- Dataset extract -

☆ ☆ ☆ ☆

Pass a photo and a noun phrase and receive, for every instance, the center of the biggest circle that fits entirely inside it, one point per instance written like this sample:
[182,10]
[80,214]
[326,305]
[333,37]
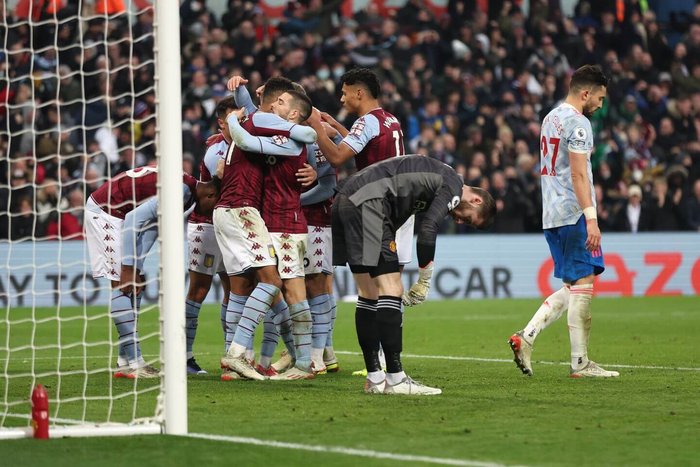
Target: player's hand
[330,131]
[128,280]
[314,119]
[594,236]
[419,291]
[234,82]
[306,175]
[140,285]
[214,139]
[240,114]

☆ ☆ ☆ ☆

- Aim of the exercise -
The records above are to be repeated word for word, with the pictures omitted.

- Answer area -
Pass a photo and a noun phrase and receive, for every instance, the center of the biggest circle that fits entirely inside it, one point per instance written like this sample:
[182,10]
[80,214]
[326,305]
[333,37]
Target: player's hand
[330,131]
[128,280]
[314,119]
[594,236]
[419,291]
[234,82]
[306,175]
[140,285]
[214,139]
[240,114]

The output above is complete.